Bacaan:
------------

Ini dikarenakan hermeneutika menstimulir munculnya rasa bangga lagi hebat pada
jiwa pecandunya, seakan-akan menawarkan sesuatu yang baru, segar, dan
spektakuler. Maka hermeneutika dianggap suatu keniscayaan bagi siapa saja.
Sementara yang tidak berhemeneutika ria, dikecam dengan berbagai stigma
negatif. Misalnya dianggap "mau benarnya sendiri", atau penafsirannya
disudutkan sebagai "kesewenang-wenangan penafsiran" (interpretif
despotism).[1]
Berkaitan
dengan beberapa perbincangan di atas, tulisan ini berusaha menelusuri beberapa
pokok kajian yang berkaitan dengan hermeneutika, dari sisi pandangan masyarakat
muslim yang setuju dan yang menolaknya sebagai sarana pembacaan teks-teks
keislaman – khususnya al-Qur'an dan hadits - dengan berbagai sistem yang ada di
dalamnya. Pembahasan akan diakhiri dengan kesimpulan. Kajian ini diharapkan
dapat menempatkan hermeneutika pada posisi yang sebenarnya.
Apa
Hermeneutika Itu?
Hermeneutika
secara umum dapat didefinisikan sebagai teori atau filsafat tentang
interpretasi makna.[2]
Upaya ini memperhitungkan konteks kata-kata dan bahkan seluruh konteks budaya
pemikiran. Kata hermeneutika itu sendiri berasal dari kata kerja bahasa Yunani,
hermeneuin, dan dalam bahasa Inggris dikenal dengan hermeneutic,
yang berarti menafsirkan, menterjemahkan, dan menginterpretasikan.[3]
Dalam kajian Islam, kata sinonimnya adalah tafsir, takwil, syarh, dan bayan.
Ali Harb memberi kata padanan untuk hermeneutika dengan takwil.[4]
Kata bendanya hermeneia. Akar kata itu dekat dengan nama dewa Yunani
yakni Hermes, yaitu seorang utusan yang mempunyai tugas menyampaikan pesan
Jupiter kepada manusia. Hermes berperan mengubah apa yang di luar pengertian
manusia ke dalam bentuk yang dimengerti manusia. Peranan semacam itulah yang
kurang lebih mau dilakukan oleh para ahli tafsir Kitab Suci.[5]
Dalam The
New Encyclopedia Britannica, dikatakan bahwa hermeneutika adalah studi
tentang prinsip-prinsip umum dalam interpretasi Bible (hermeneutics is the
study of the general principal of biblical interpretation). Tujuan dari
hermeneutika adalah untuk menemukan kebenaran dan nilai-nilai dalam Bible.

------------

Data yang Ditampilkan:

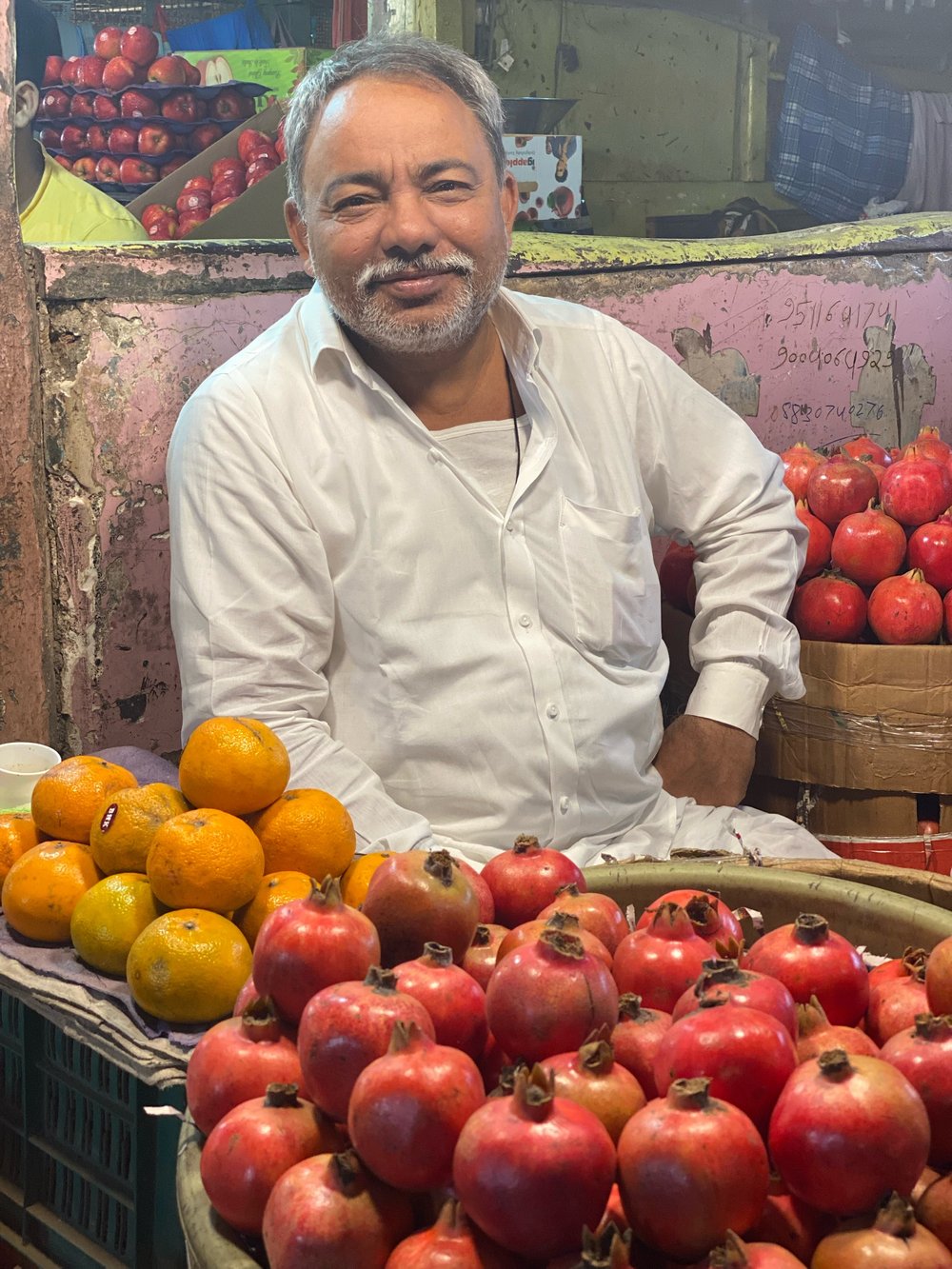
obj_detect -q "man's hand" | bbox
[655,714,755,805]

------------

Soal Latihan:
**a.** Tuliskan kembali tanpa perubahan seluruh bagian bacaan tentang hermeneutika, mulai dari "Sementara yang tidak" hingga "posisi yang sebenarnya.".
**b.** Menurut bacaan tentang hermeneutika, apa saja sinonim kata hermeneutika dalam kajian Islam?

Kunci Jawaban:
**a.**
Sementara yang tidak berhemeneutika ria, dikecam dengan berbagai stigma
negatif. Misalnya dianggap "mau benarnya sendiri", atau penafsirannya
disudutkan sebagai "kesewenang-wenangan penafsiran" (interpretif
despotism).[1]
Berkaitan
dengan beberapa perbincangan di atas, tulisan ini berusaha menelusuri beberapa
pokok kajian yang berkaitan dengan hermeneutika, dari sisi pandangan masyarakat
muslim yang setuju dan yang menolaknya sebagai sarana pembacaan teks-teks
keislaman – khususnya al-Qur'an dan hadits - dengan berbagai sistem yang ada di
dalamnya. Pembahasan akan diakhiri dengan kesimpulan. Kajian ini diharapkan
dapat menempatkan hermeneutika pada posisi yang sebenarnya.

**b.** Tafsir, takwil, syarh, dan bayan.